§ TASK GOAL:
Return the full listing, so that each line matches the original exactly.

#### PROVIDED MATERIAL

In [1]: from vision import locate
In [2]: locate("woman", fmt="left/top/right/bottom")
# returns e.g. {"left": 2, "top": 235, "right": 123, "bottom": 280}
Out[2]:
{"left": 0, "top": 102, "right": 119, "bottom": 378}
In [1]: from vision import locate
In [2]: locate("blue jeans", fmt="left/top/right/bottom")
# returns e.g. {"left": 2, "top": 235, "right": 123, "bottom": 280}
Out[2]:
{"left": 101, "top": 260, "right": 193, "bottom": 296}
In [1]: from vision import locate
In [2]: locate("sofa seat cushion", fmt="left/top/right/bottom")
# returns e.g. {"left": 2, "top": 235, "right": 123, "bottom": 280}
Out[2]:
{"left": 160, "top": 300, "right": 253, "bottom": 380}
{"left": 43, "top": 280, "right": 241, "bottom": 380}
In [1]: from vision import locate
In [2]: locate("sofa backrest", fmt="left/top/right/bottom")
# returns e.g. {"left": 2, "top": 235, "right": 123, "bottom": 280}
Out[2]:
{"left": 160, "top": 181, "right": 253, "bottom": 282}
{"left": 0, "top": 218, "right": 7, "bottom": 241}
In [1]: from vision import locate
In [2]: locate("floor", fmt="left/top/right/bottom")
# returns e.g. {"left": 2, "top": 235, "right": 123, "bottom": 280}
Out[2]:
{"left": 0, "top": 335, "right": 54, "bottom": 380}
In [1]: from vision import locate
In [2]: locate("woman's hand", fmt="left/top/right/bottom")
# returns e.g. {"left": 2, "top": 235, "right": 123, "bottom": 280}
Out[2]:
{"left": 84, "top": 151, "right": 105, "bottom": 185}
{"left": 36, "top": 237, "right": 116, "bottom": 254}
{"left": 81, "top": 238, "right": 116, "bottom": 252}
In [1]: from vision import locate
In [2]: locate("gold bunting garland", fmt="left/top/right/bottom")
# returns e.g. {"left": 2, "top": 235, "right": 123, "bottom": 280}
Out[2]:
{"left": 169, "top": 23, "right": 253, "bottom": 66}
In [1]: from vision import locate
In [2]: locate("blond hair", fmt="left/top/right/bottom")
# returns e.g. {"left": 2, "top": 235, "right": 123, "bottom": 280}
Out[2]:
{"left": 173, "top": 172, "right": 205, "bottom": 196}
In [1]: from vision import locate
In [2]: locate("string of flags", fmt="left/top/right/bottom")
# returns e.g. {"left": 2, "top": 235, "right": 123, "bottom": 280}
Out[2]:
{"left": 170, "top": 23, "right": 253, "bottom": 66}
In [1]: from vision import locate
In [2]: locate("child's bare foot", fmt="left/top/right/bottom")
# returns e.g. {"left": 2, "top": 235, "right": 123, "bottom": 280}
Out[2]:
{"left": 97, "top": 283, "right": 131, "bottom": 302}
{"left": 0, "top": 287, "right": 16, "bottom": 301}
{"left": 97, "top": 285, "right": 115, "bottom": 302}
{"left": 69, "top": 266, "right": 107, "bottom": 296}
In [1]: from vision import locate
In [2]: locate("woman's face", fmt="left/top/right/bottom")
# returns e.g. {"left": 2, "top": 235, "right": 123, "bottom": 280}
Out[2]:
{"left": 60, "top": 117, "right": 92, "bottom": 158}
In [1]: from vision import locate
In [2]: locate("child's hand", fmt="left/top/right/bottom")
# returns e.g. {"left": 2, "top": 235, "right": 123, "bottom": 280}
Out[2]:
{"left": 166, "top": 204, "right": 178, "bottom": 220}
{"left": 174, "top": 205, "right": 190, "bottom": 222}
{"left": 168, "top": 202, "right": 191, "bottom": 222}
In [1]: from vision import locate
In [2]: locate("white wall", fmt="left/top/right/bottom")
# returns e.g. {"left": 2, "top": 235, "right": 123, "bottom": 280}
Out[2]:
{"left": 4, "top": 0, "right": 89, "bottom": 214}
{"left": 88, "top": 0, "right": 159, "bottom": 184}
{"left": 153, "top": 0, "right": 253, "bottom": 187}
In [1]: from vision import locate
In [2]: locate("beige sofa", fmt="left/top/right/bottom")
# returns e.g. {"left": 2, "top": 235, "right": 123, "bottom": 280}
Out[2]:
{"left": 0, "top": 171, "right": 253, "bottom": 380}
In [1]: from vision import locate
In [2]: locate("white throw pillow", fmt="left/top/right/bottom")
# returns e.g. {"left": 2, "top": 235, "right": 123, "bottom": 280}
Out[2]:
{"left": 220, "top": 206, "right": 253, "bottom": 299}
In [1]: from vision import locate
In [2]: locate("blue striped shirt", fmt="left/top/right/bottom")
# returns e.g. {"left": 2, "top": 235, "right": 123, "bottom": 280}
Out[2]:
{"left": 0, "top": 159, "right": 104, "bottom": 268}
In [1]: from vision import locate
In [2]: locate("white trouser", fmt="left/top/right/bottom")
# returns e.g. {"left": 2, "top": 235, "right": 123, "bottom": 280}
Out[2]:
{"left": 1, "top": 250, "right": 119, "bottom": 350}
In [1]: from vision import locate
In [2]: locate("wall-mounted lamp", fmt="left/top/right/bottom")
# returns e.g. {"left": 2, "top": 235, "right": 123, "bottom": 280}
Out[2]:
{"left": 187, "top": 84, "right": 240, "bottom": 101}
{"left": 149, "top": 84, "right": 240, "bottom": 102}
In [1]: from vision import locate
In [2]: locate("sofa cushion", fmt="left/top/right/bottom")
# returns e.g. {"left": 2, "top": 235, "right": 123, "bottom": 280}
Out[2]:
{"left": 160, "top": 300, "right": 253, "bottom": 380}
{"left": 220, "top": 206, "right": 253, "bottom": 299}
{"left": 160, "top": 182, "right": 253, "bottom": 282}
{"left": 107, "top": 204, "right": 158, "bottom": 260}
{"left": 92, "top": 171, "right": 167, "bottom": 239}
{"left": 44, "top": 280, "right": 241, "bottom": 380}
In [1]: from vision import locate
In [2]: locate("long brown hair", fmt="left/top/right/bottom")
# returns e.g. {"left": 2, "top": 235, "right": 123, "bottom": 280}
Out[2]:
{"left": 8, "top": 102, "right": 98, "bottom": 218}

########

§ OUTPUT OF THE TASK:
In [1]: from vision import locate
In [2]: locate("woman", fmt="left/top/right/bottom")
# returns e.g. {"left": 2, "top": 235, "right": 123, "bottom": 280}
Out[2]:
{"left": 0, "top": 102, "right": 119, "bottom": 378}
In [1]: from vision import locate
In [2]: locate("blue jeans", fmt="left/top/right/bottom")
# returns e.g. {"left": 2, "top": 235, "right": 123, "bottom": 280}
Out[2]:
{"left": 101, "top": 260, "right": 193, "bottom": 296}
In [1]: from vision import locate
In [2]: locate("sofa seat cushion", fmt="left/top/right/bottom")
# returns e.g. {"left": 2, "top": 235, "right": 123, "bottom": 280}
Out[2]:
{"left": 160, "top": 300, "right": 253, "bottom": 380}
{"left": 43, "top": 280, "right": 241, "bottom": 380}
In [1]: from vision import locate
In [2]: locate("sofa backrest", fmt="left/top/right/bottom")
# returns e.g. {"left": 2, "top": 235, "right": 123, "bottom": 280}
Out[2]:
{"left": 160, "top": 181, "right": 253, "bottom": 282}
{"left": 0, "top": 218, "right": 7, "bottom": 241}
In [1]: from vision import locate
In [2]: locate("floor", fmt="left/top/right/bottom")
# returns e.g. {"left": 2, "top": 235, "right": 123, "bottom": 280}
Out[2]:
{"left": 0, "top": 335, "right": 54, "bottom": 380}
In [1]: from vision import locate
In [2]: locate("woman's hand", fmt="left/top/right/bottom")
# returns e.g. {"left": 2, "top": 235, "right": 123, "bottom": 280}
Out[2]:
{"left": 84, "top": 151, "right": 105, "bottom": 185}
{"left": 36, "top": 237, "right": 116, "bottom": 254}
{"left": 81, "top": 238, "right": 116, "bottom": 252}
In [1]: from vision import locate
In [2]: locate("gold bunting garland", fmt="left/top/right/bottom")
# returns e.g. {"left": 2, "top": 235, "right": 123, "bottom": 280}
Out[2]:
{"left": 169, "top": 23, "right": 253, "bottom": 66}
In [1]: from vision import locate
In [2]: locate("blond hair", fmt="left/top/right/bottom")
# returns e.g. {"left": 2, "top": 235, "right": 123, "bottom": 280}
Out[2]:
{"left": 173, "top": 172, "right": 205, "bottom": 196}
In [1]: from vision import locate
In [2]: locate("string of flags", fmt="left/top/right/bottom")
# returns e.g. {"left": 2, "top": 235, "right": 123, "bottom": 280}
Out[2]:
{"left": 170, "top": 23, "right": 253, "bottom": 66}
In [1]: from vision import locate
In [2]: locate("child's bare foot", fmt="left/top/right/bottom")
# returns e.g. {"left": 2, "top": 235, "right": 123, "bottom": 280}
Out[2]:
{"left": 97, "top": 283, "right": 131, "bottom": 302}
{"left": 0, "top": 287, "right": 16, "bottom": 301}
{"left": 97, "top": 285, "right": 115, "bottom": 302}
{"left": 69, "top": 266, "right": 107, "bottom": 296}
In [1]: from vision import locate
In [2]: locate("woman's face", fmt="left/top/right/bottom")
# returns e.g. {"left": 2, "top": 235, "right": 123, "bottom": 280}
Out[2]:
{"left": 60, "top": 117, "right": 92, "bottom": 158}
In [1]: from vision import locate
In [2]: locate("child's hand", fmt="left/top/right/bottom")
# returns e.g. {"left": 2, "top": 235, "right": 123, "bottom": 280}
Out[2]:
{"left": 166, "top": 204, "right": 178, "bottom": 220}
{"left": 174, "top": 205, "right": 190, "bottom": 222}
{"left": 168, "top": 202, "right": 191, "bottom": 222}
In [1]: from vision import locate
In [2]: locate("white wall", fmt="left/top/right/bottom")
# returns e.g. {"left": 2, "top": 235, "right": 123, "bottom": 280}
Out[2]:
{"left": 4, "top": 0, "right": 89, "bottom": 214}
{"left": 88, "top": 0, "right": 159, "bottom": 184}
{"left": 153, "top": 0, "right": 253, "bottom": 187}
In [1]: from vision import locate
In [2]: locate("beige sofa", fmt="left/top/right/bottom")
# returns e.g. {"left": 2, "top": 235, "right": 123, "bottom": 280}
Out[2]:
{"left": 0, "top": 171, "right": 253, "bottom": 380}
In [1]: from vision import locate
In [2]: locate("white throw pillow", fmt="left/top/right/bottom")
# returns e.g. {"left": 2, "top": 235, "right": 123, "bottom": 280}
Out[2]:
{"left": 220, "top": 206, "right": 253, "bottom": 299}
In [1]: from vision import locate
In [2]: locate("blue striped shirt", fmt="left/top/right/bottom")
# returns e.g. {"left": 2, "top": 235, "right": 123, "bottom": 280}
Out[2]:
{"left": 0, "top": 159, "right": 104, "bottom": 268}
In [1]: from vision import locate
In [2]: locate("white trouser", fmt="left/top/right/bottom")
# returns e.g. {"left": 2, "top": 235, "right": 123, "bottom": 280}
Out[2]:
{"left": 1, "top": 250, "right": 119, "bottom": 350}
In [1]: from vision import locate
In [2]: locate("wall-mounted lamp", fmt="left/top/right/bottom")
# returns e.g. {"left": 2, "top": 235, "right": 123, "bottom": 280}
Out[2]:
{"left": 187, "top": 84, "right": 240, "bottom": 101}
{"left": 149, "top": 84, "right": 240, "bottom": 102}
In [1]: from vision import locate
In [2]: locate("sofa cushion", fmt="left/top/right/bottom")
# returns e.g. {"left": 2, "top": 235, "right": 123, "bottom": 280}
Out[2]:
{"left": 160, "top": 300, "right": 253, "bottom": 380}
{"left": 220, "top": 206, "right": 253, "bottom": 299}
{"left": 160, "top": 182, "right": 253, "bottom": 282}
{"left": 107, "top": 204, "right": 158, "bottom": 260}
{"left": 92, "top": 171, "right": 167, "bottom": 239}
{"left": 44, "top": 280, "right": 241, "bottom": 380}
In [1]: from vision import locate
In [2]: locate("long brown hair", fmt="left/top/right/bottom")
# returns e.g. {"left": 2, "top": 235, "right": 123, "bottom": 280}
Out[2]:
{"left": 8, "top": 102, "right": 98, "bottom": 218}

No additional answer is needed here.